═══ LISTING ═══
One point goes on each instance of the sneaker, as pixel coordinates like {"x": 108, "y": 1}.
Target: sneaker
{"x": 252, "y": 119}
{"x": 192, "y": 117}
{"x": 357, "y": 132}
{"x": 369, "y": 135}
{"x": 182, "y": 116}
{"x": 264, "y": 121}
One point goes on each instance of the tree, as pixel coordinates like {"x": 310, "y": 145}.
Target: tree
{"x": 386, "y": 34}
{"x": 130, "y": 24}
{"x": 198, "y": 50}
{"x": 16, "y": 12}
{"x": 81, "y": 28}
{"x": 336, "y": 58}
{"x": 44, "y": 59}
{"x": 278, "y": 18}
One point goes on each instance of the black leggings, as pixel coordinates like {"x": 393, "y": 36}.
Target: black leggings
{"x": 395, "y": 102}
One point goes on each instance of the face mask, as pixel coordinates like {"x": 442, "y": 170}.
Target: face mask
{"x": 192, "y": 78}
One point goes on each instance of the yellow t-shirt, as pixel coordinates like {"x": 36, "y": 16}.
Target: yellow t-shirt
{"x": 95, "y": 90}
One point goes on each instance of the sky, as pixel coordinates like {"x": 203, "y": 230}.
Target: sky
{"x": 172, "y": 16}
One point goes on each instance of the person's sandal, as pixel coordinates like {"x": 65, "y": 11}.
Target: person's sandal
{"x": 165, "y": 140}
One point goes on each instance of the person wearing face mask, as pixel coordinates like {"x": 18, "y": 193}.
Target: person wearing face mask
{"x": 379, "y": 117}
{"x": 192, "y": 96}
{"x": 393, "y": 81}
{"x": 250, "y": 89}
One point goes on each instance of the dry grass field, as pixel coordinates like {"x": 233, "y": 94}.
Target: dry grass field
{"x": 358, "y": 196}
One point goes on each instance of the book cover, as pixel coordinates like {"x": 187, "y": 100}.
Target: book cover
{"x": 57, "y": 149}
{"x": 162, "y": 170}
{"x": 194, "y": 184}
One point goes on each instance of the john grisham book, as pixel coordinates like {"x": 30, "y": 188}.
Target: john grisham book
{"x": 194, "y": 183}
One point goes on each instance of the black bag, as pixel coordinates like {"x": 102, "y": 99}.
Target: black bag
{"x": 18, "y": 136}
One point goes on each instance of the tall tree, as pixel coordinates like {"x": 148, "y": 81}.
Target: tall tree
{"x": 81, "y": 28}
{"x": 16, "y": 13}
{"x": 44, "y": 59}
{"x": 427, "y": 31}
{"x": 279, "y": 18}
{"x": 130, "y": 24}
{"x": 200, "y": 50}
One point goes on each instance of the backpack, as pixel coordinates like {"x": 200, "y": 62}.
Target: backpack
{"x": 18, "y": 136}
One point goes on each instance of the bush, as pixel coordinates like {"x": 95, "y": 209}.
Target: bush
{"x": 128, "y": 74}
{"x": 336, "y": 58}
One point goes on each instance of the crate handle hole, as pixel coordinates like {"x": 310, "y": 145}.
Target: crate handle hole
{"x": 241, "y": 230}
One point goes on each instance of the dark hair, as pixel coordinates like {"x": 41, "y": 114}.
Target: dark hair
═══
● **EXERCISE BRIEF**
Each line from the one containing "One point goes on each instance of the dry" to the end of the listing above should be copied exactly, and nothing else.

● **WRITTEN RESPONSE**
One point goes on each instance of the dry grass field, as pixel coordinates like {"x": 233, "y": 94}.
Target: dry grass field
{"x": 358, "y": 196}
One point goes on each instance of the book cover, as pixel coordinates like {"x": 187, "y": 100}.
Target: book cover
{"x": 57, "y": 149}
{"x": 162, "y": 170}
{"x": 194, "y": 184}
One point goes on each instance of the john grisham book, as pixel coordinates like {"x": 30, "y": 188}.
Target: john grisham book
{"x": 194, "y": 183}
One point goes on each instance of the black bag, as pixel coordinates like {"x": 102, "y": 99}.
Target: black bag
{"x": 18, "y": 136}
One point goes on each instance of the tall tree, as pixel coordinates like {"x": 148, "y": 81}.
Target: tall tree
{"x": 81, "y": 28}
{"x": 16, "y": 13}
{"x": 44, "y": 59}
{"x": 427, "y": 31}
{"x": 279, "y": 18}
{"x": 130, "y": 24}
{"x": 200, "y": 50}
One point goes on each instance of the backpack, as pixel coordinates like {"x": 200, "y": 62}.
Target: backpack
{"x": 18, "y": 136}
One point goes on each instance of the bush, as pixel coordinates like {"x": 95, "y": 209}.
Target: bush
{"x": 128, "y": 74}
{"x": 336, "y": 58}
One point goes on each instance of the crate handle hole, as pixel coordinates like {"x": 310, "y": 145}.
Target: crate handle hole
{"x": 241, "y": 230}
One point goes on each instance of the dark hair, as pixel coordinates like {"x": 41, "y": 114}.
Target: dark hair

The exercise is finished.